• Stated task 1:
Set down the passage of the book review between "This book is" and "to research later.", inclusive.
• Stated task 2:
Output as a JSON list of strings the rows from the line holding "Return a point for each instance of the red" through the last row, inclusive, with one string per line and blank lines left out.

This book is a wealth of knowledge! Seriously, tons of great information. A little too much in some cases. The book is monstrous! I recommend reading this book with a highlighter and pad of sticky notes. You will definitely be coming back for information you will want to research later.
The author offers up a plethora of recommendations and thankfully also includes his reasoning in most cases. The book is a bit dated and some of the advice and reasoning may not hold as much strength as it did at the time or writing.
The author also offers up many seemingly unrelated opinions having to do with politics, etc. The book could have been much shorter and still offered up the amazing practical advice.
Not recommended for the uninitiated. This book will require a dedicated firearm enthusiast who is willing to dig for the gems.
in 1942, when the threat of invasion from nazi and japanese forces seemed very real, charles haven and melvin johnson, jr. wrote the delightful little book, a comprehensive small arms manual. in that volume, the authors detailed a wide variety of weapons suitable for the defense-minded citizen of the period. they tested and evaluated these weapons and commented on their usefulness in opposing the designs of foreign socialists and imperialists.
boston t. party, in [this book] has done the same thing for patriots in the first decade of the 21st century.

• The input:
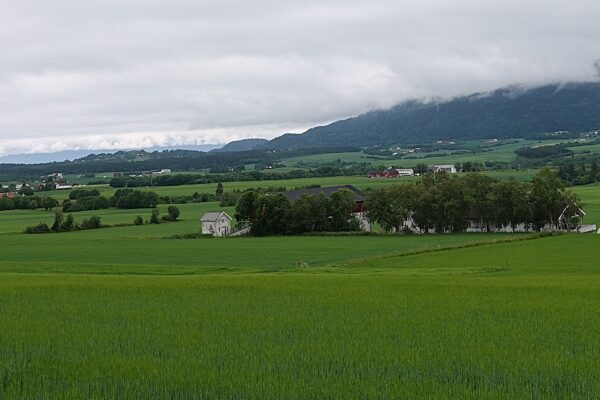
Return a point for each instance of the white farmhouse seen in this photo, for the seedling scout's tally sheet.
(216, 223)
(405, 172)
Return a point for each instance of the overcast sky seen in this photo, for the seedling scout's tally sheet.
(139, 73)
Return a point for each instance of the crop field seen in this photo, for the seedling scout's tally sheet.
(127, 312)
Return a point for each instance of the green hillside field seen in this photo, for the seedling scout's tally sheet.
(129, 312)
(364, 319)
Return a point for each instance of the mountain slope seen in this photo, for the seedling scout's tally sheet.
(242, 145)
(505, 113)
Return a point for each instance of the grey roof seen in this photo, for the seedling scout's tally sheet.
(293, 195)
(213, 216)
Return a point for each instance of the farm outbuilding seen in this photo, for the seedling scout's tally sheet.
(216, 223)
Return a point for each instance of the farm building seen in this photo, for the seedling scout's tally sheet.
(449, 169)
(392, 173)
(359, 210)
(216, 223)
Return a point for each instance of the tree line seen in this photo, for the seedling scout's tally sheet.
(443, 203)
(273, 214)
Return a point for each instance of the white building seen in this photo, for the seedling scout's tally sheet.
(216, 223)
(449, 169)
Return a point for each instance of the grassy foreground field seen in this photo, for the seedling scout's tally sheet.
(364, 319)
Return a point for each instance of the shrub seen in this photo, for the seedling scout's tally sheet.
(173, 212)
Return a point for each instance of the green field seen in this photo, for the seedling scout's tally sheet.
(125, 312)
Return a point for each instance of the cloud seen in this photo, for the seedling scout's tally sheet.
(87, 74)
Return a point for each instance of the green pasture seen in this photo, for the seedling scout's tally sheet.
(18, 220)
(139, 248)
(516, 320)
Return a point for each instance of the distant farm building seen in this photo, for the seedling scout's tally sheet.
(449, 169)
(60, 186)
(359, 211)
(216, 223)
(392, 173)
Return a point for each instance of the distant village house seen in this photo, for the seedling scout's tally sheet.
(216, 223)
(359, 212)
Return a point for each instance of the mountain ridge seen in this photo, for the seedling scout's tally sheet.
(510, 112)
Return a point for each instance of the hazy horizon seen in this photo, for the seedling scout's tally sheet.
(143, 74)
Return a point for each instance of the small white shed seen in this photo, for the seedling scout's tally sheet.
(216, 223)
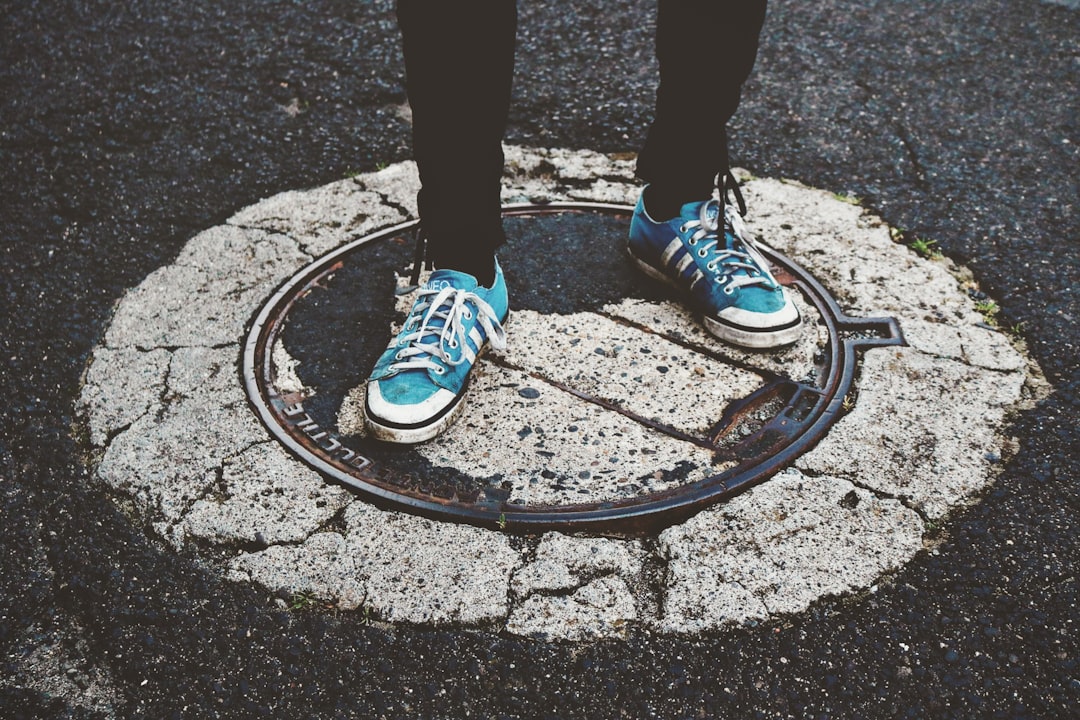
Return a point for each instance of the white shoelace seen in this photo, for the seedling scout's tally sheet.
(449, 304)
(752, 260)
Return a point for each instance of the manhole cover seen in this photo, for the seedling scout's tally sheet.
(610, 410)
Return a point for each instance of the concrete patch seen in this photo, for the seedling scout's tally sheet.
(181, 447)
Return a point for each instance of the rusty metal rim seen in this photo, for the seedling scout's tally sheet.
(613, 517)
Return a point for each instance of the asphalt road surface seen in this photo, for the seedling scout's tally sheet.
(127, 127)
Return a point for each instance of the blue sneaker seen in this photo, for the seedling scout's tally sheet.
(415, 391)
(728, 280)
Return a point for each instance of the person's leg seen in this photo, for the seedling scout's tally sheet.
(459, 64)
(679, 233)
(459, 60)
(706, 50)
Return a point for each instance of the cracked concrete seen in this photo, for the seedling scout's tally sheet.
(164, 405)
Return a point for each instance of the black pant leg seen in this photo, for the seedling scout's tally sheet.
(459, 58)
(706, 50)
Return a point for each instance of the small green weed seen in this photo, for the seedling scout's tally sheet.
(926, 247)
(988, 309)
(301, 600)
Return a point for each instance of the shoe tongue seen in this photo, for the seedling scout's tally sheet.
(443, 279)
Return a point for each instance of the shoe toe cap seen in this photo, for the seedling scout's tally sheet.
(406, 404)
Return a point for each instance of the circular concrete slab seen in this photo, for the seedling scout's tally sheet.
(181, 447)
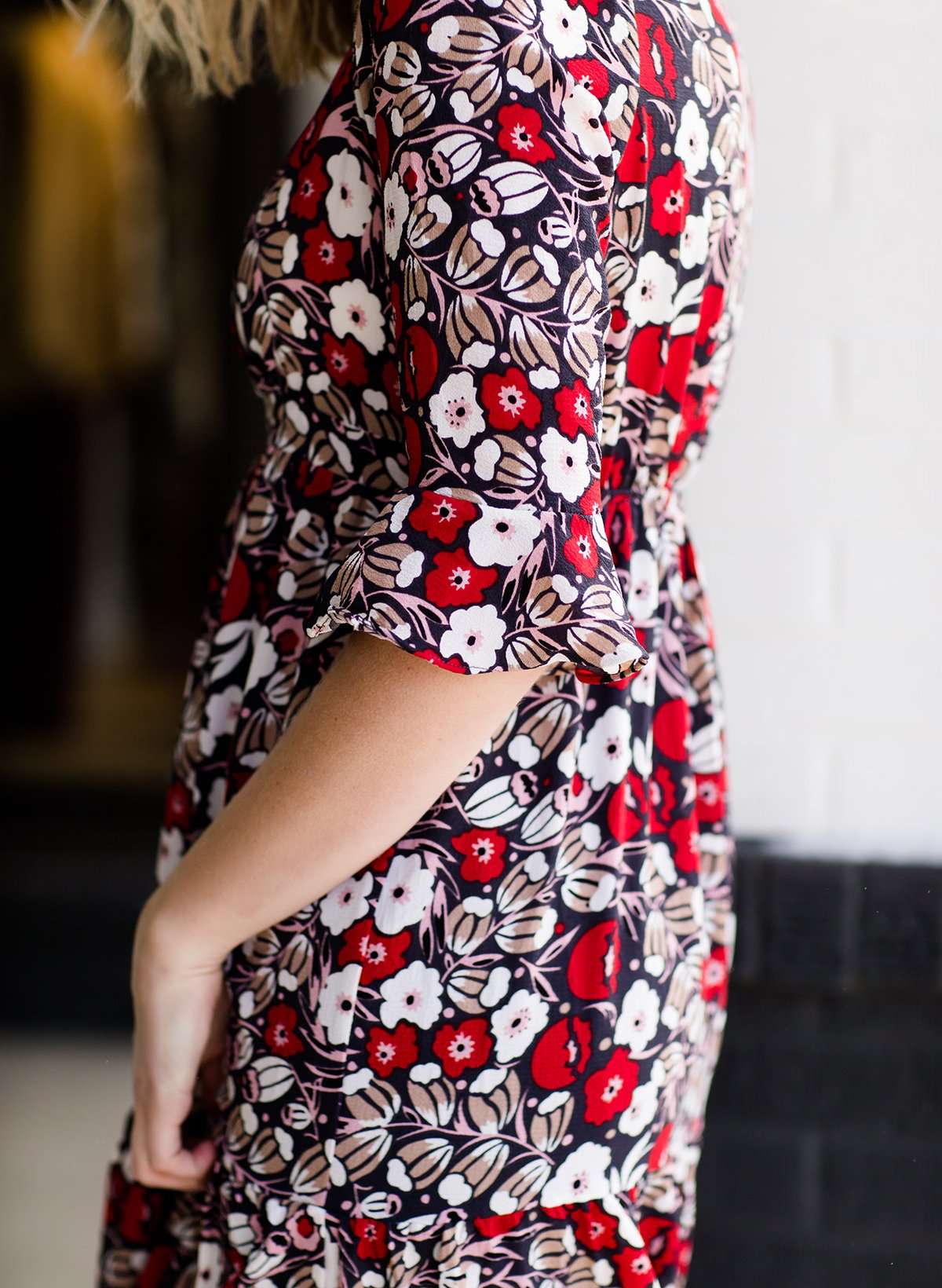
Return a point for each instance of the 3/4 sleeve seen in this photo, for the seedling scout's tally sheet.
(493, 168)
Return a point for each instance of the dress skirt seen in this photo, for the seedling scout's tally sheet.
(489, 304)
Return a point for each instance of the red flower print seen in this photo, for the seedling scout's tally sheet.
(561, 1052)
(609, 1090)
(178, 807)
(463, 1048)
(324, 258)
(483, 851)
(619, 523)
(591, 500)
(677, 370)
(710, 796)
(489, 1227)
(442, 515)
(645, 362)
(520, 133)
(420, 362)
(310, 187)
(237, 590)
(591, 74)
(635, 1269)
(663, 795)
(452, 664)
(279, 1030)
(378, 955)
(371, 1237)
(636, 159)
(574, 408)
(509, 400)
(658, 68)
(593, 962)
(714, 976)
(710, 312)
(392, 1050)
(663, 1242)
(344, 361)
(627, 808)
(670, 201)
(670, 728)
(595, 1228)
(581, 547)
(686, 844)
(456, 580)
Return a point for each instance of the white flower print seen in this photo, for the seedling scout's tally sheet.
(223, 712)
(502, 536)
(517, 1023)
(583, 116)
(692, 143)
(474, 634)
(637, 1020)
(408, 356)
(336, 1002)
(581, 1175)
(345, 903)
(396, 207)
(650, 298)
(455, 410)
(564, 26)
(407, 891)
(348, 201)
(414, 994)
(356, 311)
(605, 756)
(565, 463)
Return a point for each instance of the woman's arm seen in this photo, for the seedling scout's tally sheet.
(382, 736)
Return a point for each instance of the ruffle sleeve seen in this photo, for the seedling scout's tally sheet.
(495, 557)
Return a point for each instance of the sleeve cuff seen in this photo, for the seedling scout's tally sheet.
(476, 587)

• Written solution 1:
This book is a wealth of knowledge! Seriously, tons of great information. A little too much in some cases. The book is monstrous! I recommend reading this book with a highlighter and pad of sticky notes. You will definitely be coming back for information you will want to research later.

• Written solution 2:
[
  "Return a point for each instance of the red flower print seen in this photo, for the seedling scout's tally sheet.",
  "(561, 1052)",
  "(609, 1090)",
  "(178, 807)",
  "(463, 1048)",
  "(324, 258)",
  "(483, 851)",
  "(619, 523)",
  "(591, 500)",
  "(677, 370)",
  "(710, 796)",
  "(489, 1227)",
  "(442, 515)",
  "(645, 362)",
  "(520, 133)",
  "(420, 362)",
  "(310, 187)",
  "(237, 590)",
  "(591, 74)",
  "(635, 1269)",
  "(663, 795)",
  "(452, 664)",
  "(279, 1030)",
  "(378, 955)",
  "(371, 1237)",
  "(636, 159)",
  "(574, 408)",
  "(509, 400)",
  "(658, 68)",
  "(593, 962)",
  "(714, 976)",
  "(710, 312)",
  "(392, 1050)",
  "(663, 1242)",
  "(344, 361)",
  "(627, 808)",
  "(670, 201)",
  "(670, 728)",
  "(595, 1228)",
  "(581, 547)",
  "(686, 844)",
  "(456, 580)",
  "Return a point for each instance of the white flower print seen in this photo, for the seedling scout's tally sheet.",
  "(223, 712)",
  "(502, 536)",
  "(517, 1023)",
  "(583, 116)",
  "(692, 143)",
  "(474, 634)",
  "(637, 1020)",
  "(408, 356)",
  "(336, 1002)",
  "(581, 1175)",
  "(345, 903)",
  "(396, 207)",
  "(650, 298)",
  "(455, 410)",
  "(564, 26)",
  "(407, 891)",
  "(348, 201)",
  "(414, 994)",
  "(356, 311)",
  "(605, 756)",
  "(565, 463)",
  "Return a point for each instance of the woman's arm seen in this photo, for the seedling scout's tally sheet.",
  "(382, 736)",
  "Return a point for each instance of the ruffle sleeve seen in this photo, for the seedling scout's tally sheet.",
  "(495, 557)",
  "Return a point for each instance of the sleeve cuff seen in this photo, for the seedling scout's tally sheet.",
  "(476, 587)"
]